**What the task requires**
Echo everything from the line containing "Spot the floral" down to the line containing "[[369, 229]]", ends included.

___ Exercise data

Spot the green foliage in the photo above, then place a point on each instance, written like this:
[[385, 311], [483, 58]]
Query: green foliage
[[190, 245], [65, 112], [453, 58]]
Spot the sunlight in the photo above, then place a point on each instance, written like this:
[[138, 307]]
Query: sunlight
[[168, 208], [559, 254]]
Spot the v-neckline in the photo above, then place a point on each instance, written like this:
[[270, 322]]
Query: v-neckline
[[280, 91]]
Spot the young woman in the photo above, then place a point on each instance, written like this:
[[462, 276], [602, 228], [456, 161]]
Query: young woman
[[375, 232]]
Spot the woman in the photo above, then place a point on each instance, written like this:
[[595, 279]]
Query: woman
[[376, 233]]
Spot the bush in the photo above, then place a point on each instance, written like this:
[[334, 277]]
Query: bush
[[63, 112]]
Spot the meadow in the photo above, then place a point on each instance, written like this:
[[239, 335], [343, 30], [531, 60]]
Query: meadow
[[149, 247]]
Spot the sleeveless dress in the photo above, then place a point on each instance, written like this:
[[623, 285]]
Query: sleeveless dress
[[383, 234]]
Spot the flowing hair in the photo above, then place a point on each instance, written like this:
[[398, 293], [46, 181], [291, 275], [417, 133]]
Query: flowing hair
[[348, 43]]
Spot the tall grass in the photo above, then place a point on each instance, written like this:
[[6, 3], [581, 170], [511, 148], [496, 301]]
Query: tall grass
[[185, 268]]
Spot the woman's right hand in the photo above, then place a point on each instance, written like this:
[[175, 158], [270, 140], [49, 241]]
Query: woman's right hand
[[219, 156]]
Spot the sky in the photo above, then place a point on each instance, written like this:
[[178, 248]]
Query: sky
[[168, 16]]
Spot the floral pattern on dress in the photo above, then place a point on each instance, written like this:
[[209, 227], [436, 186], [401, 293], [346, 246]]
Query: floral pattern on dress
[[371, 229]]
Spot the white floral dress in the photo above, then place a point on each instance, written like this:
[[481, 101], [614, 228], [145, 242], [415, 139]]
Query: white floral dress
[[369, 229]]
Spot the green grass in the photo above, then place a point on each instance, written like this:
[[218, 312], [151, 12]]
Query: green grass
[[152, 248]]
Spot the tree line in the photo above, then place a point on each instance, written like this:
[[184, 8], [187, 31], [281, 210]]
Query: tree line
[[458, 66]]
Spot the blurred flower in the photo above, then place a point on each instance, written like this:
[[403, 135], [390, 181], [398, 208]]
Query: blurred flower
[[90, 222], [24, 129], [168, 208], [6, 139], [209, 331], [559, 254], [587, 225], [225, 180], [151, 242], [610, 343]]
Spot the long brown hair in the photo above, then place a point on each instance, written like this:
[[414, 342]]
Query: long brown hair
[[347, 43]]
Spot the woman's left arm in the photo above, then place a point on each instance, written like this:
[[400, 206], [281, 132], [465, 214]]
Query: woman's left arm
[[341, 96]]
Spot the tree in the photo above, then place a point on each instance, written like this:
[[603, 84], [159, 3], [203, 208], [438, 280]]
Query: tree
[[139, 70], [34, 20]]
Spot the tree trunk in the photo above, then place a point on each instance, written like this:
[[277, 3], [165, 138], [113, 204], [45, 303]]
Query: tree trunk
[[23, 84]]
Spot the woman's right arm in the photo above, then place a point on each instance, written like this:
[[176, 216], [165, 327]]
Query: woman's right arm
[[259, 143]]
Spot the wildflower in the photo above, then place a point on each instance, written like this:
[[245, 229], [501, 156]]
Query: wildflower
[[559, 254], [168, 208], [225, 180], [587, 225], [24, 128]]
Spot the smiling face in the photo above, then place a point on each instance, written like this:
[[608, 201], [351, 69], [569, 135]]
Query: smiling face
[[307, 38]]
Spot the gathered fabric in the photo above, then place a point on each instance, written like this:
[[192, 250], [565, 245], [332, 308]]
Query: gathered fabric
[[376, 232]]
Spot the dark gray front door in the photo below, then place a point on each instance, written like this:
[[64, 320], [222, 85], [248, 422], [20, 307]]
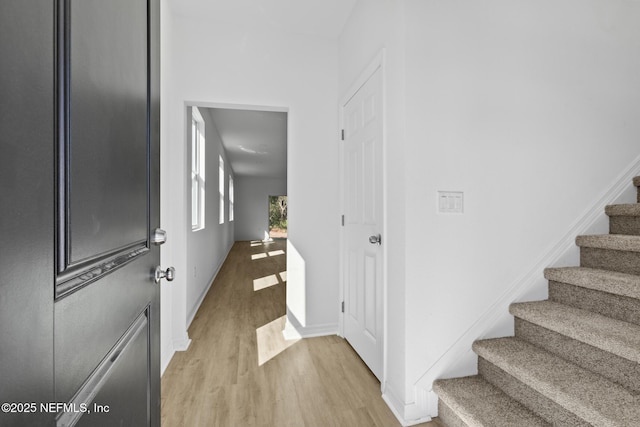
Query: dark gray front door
[[79, 122]]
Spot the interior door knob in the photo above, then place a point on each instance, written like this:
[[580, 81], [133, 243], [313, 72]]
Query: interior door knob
[[169, 274]]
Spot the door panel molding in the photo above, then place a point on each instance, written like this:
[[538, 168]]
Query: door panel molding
[[82, 402], [92, 116]]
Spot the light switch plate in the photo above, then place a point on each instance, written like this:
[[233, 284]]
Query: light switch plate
[[450, 202]]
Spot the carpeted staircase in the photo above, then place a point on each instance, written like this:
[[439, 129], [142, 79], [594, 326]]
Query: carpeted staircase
[[575, 358]]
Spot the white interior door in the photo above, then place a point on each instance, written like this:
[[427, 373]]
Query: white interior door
[[363, 210]]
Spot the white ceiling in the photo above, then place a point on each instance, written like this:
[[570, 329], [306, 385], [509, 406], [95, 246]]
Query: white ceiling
[[255, 141], [324, 18]]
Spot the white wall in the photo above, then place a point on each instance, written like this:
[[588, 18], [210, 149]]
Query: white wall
[[170, 217], [208, 248], [252, 205], [531, 108], [221, 63]]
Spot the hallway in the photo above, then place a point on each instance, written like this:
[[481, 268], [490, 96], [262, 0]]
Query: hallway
[[239, 371]]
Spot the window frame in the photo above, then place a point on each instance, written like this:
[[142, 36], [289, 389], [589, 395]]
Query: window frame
[[198, 188]]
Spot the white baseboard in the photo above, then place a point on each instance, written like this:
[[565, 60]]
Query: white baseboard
[[291, 332], [459, 359], [407, 414], [182, 344]]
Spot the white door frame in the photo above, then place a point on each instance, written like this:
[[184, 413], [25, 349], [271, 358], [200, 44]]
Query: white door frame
[[377, 63]]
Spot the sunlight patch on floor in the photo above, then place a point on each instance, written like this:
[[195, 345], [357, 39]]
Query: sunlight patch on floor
[[270, 340], [265, 282]]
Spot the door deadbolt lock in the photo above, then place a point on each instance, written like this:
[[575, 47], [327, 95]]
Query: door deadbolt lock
[[375, 239], [158, 237], [169, 274]]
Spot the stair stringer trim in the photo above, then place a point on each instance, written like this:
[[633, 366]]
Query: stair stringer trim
[[459, 359]]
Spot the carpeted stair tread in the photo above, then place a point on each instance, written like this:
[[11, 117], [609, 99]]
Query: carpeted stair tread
[[615, 336], [617, 242], [632, 209], [586, 394], [478, 403], [612, 282]]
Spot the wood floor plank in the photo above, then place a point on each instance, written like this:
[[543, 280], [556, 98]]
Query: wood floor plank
[[240, 371]]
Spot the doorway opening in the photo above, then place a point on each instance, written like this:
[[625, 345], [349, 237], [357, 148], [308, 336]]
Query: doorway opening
[[277, 217]]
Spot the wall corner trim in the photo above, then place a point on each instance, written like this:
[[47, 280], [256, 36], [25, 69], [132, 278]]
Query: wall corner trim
[[408, 414]]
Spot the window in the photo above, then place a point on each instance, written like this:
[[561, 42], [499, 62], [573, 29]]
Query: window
[[221, 187], [197, 170], [230, 198]]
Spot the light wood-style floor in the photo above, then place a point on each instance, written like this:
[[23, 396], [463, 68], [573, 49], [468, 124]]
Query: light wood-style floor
[[240, 372]]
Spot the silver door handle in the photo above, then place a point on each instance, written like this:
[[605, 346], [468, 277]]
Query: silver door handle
[[169, 274]]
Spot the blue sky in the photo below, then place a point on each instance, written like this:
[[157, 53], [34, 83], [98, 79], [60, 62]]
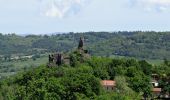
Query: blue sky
[[48, 16]]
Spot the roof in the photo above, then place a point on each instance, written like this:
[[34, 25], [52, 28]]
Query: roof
[[108, 83], [156, 89]]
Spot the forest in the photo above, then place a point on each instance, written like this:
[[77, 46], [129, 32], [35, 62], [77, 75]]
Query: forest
[[119, 56], [142, 45], [80, 80]]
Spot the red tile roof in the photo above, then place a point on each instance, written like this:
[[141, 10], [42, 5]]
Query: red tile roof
[[108, 83]]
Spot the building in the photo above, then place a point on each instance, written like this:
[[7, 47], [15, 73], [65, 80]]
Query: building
[[108, 85]]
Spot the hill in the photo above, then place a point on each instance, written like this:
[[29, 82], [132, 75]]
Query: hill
[[150, 45], [81, 80]]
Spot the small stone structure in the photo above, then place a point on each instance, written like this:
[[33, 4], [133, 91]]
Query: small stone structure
[[59, 58]]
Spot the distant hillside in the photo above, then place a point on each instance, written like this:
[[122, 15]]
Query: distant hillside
[[150, 45]]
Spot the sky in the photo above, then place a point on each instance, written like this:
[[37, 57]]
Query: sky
[[49, 16]]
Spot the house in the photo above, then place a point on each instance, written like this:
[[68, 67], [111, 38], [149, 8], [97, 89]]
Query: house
[[156, 91], [108, 85]]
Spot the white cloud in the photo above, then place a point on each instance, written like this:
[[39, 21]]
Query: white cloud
[[152, 5], [62, 8]]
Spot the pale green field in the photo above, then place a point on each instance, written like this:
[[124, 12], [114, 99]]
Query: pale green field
[[13, 67]]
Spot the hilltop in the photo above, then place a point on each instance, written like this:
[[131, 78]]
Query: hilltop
[[150, 45]]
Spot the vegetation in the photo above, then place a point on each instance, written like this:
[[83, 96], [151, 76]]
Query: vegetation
[[82, 80], [150, 45]]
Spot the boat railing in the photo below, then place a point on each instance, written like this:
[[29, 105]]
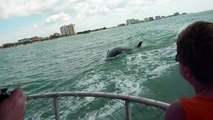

______

**Task output**
Spot the floral pattern on dress in the photo above, then place a point on each instance, written like this:
[[209, 227], [436, 186], [401, 293], [346, 246]]
Query: floral pattern on dress
[[371, 229]]
Spot the white floral dress in the photo above, then place a point on each instance, written like this:
[[481, 101], [614, 228], [145, 242], [415, 139]]
Query: white floral dress
[[369, 229]]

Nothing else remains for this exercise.